Problem to work on -
Count how many lines of the data below contain the string "hair", treating uppercase and lowercase letters as different. Reply with that number alone.

Input records -
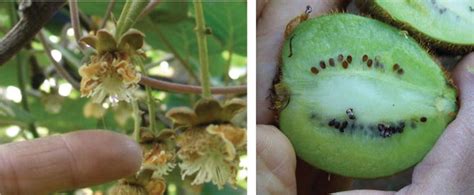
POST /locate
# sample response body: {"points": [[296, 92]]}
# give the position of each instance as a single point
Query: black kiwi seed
{"points": [[322, 64], [350, 113], [345, 64], [369, 63], [331, 62], [337, 124], [423, 119], [400, 71], [340, 57], [344, 125], [381, 127], [365, 58], [401, 124]]}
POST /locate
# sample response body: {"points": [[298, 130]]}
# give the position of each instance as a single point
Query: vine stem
{"points": [[202, 45], [21, 60], [136, 121], [74, 14], [129, 15], [183, 88], [150, 99]]}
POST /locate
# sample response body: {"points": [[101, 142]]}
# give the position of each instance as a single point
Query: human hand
{"points": [[66, 161], [447, 169], [272, 17]]}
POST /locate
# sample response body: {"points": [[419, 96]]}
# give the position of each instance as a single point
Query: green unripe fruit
{"points": [[359, 98], [446, 25]]}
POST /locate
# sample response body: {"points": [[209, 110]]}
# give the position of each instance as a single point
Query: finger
{"points": [[270, 36], [67, 161], [364, 192], [448, 167], [276, 162]]}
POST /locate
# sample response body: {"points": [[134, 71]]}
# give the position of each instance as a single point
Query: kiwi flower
{"points": [[209, 145], [110, 73]]}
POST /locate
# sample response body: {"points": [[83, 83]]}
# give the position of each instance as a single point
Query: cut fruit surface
{"points": [[441, 23], [361, 98]]}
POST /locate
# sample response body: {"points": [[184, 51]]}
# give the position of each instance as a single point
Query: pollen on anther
{"points": [[345, 64], [369, 63], [322, 64], [423, 119], [340, 57], [396, 67], [400, 71], [365, 58]]}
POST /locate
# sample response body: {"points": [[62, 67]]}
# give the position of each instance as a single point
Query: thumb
{"points": [[276, 162]]}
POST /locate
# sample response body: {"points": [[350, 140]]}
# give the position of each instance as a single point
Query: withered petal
{"points": [[232, 107], [90, 40]]}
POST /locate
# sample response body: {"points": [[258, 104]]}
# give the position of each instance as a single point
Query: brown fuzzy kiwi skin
{"points": [[371, 8]]}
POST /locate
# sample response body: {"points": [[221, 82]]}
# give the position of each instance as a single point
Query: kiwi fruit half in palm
{"points": [[358, 98], [443, 24]]}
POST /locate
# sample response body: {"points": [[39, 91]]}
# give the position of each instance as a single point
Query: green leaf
{"points": [[70, 118], [8, 73], [180, 39], [11, 113], [228, 22]]}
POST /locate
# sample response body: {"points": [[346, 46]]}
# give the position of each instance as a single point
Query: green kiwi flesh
{"points": [[360, 98], [447, 25]]}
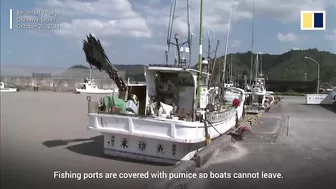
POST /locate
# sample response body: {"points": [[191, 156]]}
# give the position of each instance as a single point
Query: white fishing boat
{"points": [[3, 89], [167, 119], [89, 87]]}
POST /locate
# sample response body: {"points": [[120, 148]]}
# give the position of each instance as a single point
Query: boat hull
{"points": [[99, 91], [165, 140], [8, 90]]}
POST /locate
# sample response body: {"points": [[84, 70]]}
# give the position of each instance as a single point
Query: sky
{"points": [[135, 31]]}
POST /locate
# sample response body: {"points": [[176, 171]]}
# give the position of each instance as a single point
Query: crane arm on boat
{"points": [[95, 56]]}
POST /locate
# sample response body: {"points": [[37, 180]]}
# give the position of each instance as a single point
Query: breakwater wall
{"points": [[52, 84]]}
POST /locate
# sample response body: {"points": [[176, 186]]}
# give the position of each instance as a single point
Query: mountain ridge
{"points": [[290, 65]]}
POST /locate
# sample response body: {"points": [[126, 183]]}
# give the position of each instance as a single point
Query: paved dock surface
{"points": [[43, 132], [298, 141]]}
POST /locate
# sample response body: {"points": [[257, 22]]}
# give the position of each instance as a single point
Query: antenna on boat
{"points": [[170, 27], [189, 34], [213, 64], [179, 46], [200, 55], [225, 56], [252, 44]]}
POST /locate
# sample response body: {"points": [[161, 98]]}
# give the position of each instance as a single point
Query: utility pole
{"points": [[306, 76]]}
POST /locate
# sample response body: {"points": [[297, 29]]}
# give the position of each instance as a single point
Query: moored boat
{"points": [[4, 89]]}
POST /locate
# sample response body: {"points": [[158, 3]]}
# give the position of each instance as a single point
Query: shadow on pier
{"points": [[92, 147]]}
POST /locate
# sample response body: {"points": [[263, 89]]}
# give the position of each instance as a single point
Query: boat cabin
{"points": [[176, 87], [88, 84]]}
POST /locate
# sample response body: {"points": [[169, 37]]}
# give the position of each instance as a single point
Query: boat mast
{"points": [[200, 55], [252, 44], [90, 73], [226, 48]]}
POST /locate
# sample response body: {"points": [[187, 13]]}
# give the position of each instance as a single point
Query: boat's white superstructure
{"points": [[3, 89], [260, 98], [89, 87]]}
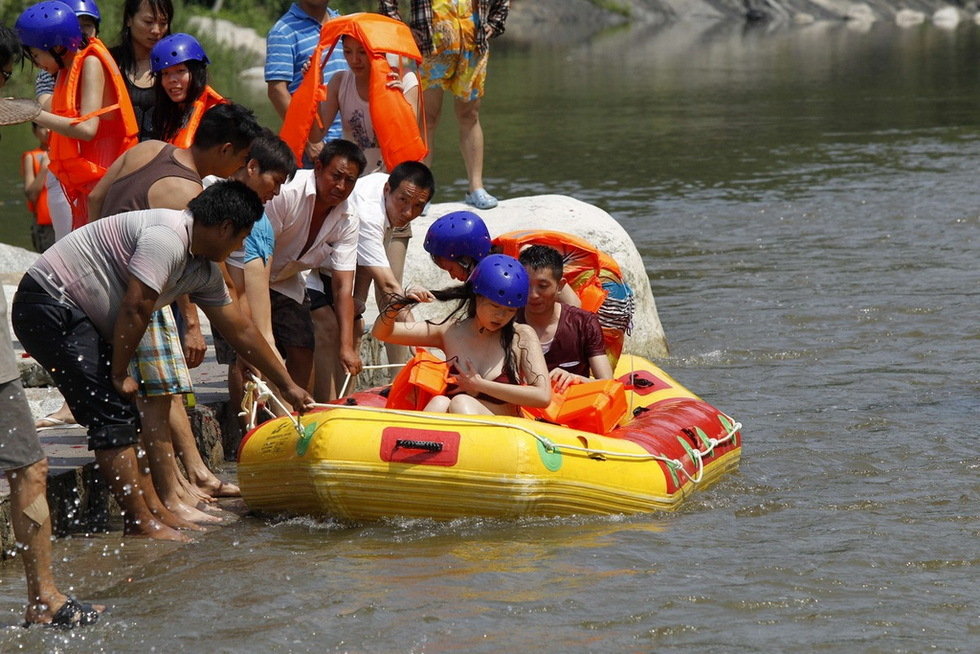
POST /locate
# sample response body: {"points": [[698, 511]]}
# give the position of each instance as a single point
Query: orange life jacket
{"points": [[594, 276], [423, 377], [395, 124], [208, 98], [596, 406], [79, 165], [42, 215]]}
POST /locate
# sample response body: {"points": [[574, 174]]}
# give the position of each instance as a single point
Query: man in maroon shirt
{"points": [[570, 337]]}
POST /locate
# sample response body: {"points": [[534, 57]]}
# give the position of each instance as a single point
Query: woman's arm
{"points": [[328, 112], [34, 184], [256, 278], [536, 392], [418, 334], [93, 90]]}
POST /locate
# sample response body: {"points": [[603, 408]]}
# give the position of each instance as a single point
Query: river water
{"points": [[804, 202]]}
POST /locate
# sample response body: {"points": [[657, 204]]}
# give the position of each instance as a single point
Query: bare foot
{"points": [[168, 518], [191, 514], [214, 487], [156, 530], [191, 494], [69, 614]]}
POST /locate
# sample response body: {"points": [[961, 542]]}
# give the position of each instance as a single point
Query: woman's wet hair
{"points": [[465, 297], [273, 154], [123, 53], [228, 122], [168, 116], [227, 200], [413, 172]]}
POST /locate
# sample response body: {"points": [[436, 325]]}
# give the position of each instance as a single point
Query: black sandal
{"points": [[74, 614]]}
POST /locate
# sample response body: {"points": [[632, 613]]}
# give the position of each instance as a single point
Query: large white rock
{"points": [[547, 212]]}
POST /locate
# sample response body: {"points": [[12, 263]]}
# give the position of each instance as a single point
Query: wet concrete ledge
{"points": [[80, 501]]}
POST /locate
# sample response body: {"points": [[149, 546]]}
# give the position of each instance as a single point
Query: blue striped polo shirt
{"points": [[289, 45]]}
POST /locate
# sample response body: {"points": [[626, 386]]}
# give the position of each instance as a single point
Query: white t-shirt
{"points": [[355, 113], [334, 248], [368, 200], [91, 266]]}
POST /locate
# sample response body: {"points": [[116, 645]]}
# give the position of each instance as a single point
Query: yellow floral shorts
{"points": [[455, 66]]}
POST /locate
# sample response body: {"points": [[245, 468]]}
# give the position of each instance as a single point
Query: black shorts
{"points": [[63, 340], [292, 325], [324, 298]]}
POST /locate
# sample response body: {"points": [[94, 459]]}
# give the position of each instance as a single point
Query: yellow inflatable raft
{"points": [[360, 461]]}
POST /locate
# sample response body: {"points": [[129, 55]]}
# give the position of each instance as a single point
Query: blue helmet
{"points": [[85, 8], [458, 234], [49, 24], [501, 279], [176, 49]]}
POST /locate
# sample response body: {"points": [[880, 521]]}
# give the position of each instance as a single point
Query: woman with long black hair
{"points": [[145, 22]]}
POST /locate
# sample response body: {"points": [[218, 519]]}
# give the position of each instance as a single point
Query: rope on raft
{"points": [[258, 391]]}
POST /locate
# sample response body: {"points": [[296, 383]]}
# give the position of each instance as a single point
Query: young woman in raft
{"points": [[180, 70], [498, 364]]}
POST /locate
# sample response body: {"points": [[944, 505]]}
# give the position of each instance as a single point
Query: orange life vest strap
{"points": [[78, 165], [596, 406], [208, 98], [395, 124], [421, 379]]}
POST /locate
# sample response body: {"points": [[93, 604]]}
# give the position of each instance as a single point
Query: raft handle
{"points": [[428, 446]]}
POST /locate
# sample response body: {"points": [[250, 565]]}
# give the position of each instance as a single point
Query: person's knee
{"points": [[325, 324], [32, 476], [468, 113], [29, 486]]}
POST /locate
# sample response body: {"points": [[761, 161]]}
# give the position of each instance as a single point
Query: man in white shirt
{"points": [[315, 227], [83, 307], [386, 205]]}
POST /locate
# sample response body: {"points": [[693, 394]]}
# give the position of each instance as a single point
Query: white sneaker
{"points": [[480, 199]]}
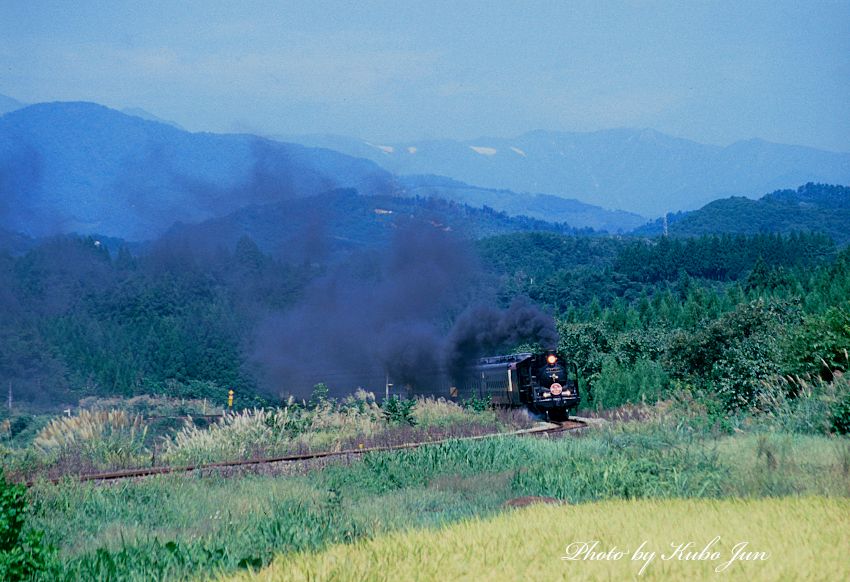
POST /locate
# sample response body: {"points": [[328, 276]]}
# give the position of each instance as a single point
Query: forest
{"points": [[719, 314]]}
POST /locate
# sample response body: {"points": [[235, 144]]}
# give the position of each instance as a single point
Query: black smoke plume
{"points": [[485, 329], [388, 315]]}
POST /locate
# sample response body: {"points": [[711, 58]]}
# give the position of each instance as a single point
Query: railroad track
{"points": [[560, 428]]}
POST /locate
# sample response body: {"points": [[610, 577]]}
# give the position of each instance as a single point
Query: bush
{"points": [[399, 411], [618, 384], [806, 406], [476, 404], [22, 551], [110, 438], [840, 411]]}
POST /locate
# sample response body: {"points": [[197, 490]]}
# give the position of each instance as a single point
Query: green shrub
{"points": [[618, 384], [477, 404], [22, 551], [399, 411], [840, 411]]}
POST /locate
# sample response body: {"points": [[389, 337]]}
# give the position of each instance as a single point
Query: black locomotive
{"points": [[544, 382]]}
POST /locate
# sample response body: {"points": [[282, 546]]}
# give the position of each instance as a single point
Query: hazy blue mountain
{"points": [[139, 112], [812, 207], [81, 167], [8, 104], [540, 206], [640, 171], [339, 220]]}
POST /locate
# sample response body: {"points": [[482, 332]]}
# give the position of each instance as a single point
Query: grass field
{"points": [[185, 527], [793, 538]]}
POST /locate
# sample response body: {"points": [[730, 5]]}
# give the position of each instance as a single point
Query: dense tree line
{"points": [[718, 313], [77, 321]]}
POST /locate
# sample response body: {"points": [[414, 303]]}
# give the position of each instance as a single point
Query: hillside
{"points": [[540, 206], [81, 167], [812, 207], [341, 220], [641, 171], [8, 104]]}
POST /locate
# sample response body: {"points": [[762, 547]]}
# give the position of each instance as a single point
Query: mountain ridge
{"points": [[637, 170]]}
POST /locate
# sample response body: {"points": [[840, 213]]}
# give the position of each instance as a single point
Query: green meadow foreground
{"points": [[208, 526], [802, 538]]}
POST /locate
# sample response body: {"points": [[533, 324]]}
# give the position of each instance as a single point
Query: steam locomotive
{"points": [[545, 383]]}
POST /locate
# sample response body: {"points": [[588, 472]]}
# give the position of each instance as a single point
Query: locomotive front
{"points": [[554, 386]]}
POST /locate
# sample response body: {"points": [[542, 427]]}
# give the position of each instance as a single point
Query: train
{"points": [[546, 383]]}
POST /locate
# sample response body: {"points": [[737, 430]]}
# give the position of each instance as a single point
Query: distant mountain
{"points": [[540, 206], [640, 171], [139, 112], [342, 220], [81, 167], [8, 104], [813, 207]]}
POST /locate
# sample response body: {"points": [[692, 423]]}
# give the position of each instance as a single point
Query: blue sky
{"points": [[715, 72]]}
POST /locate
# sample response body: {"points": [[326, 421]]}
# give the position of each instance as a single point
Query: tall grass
{"points": [[188, 527], [791, 539], [103, 438]]}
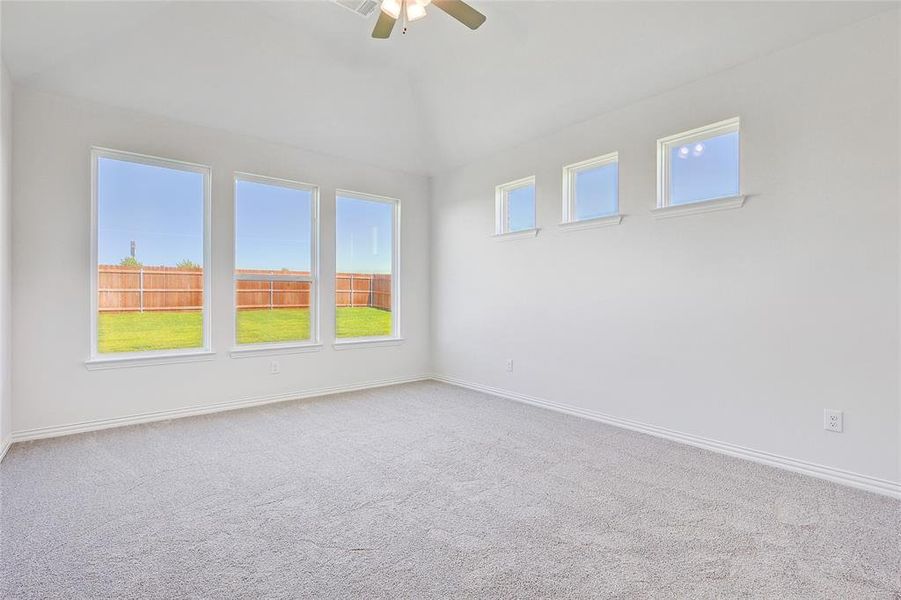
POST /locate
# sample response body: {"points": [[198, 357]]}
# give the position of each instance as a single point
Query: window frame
{"points": [[569, 193], [263, 348], [382, 340], [664, 169], [98, 360], [501, 209]]}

Solution to the exercise -
2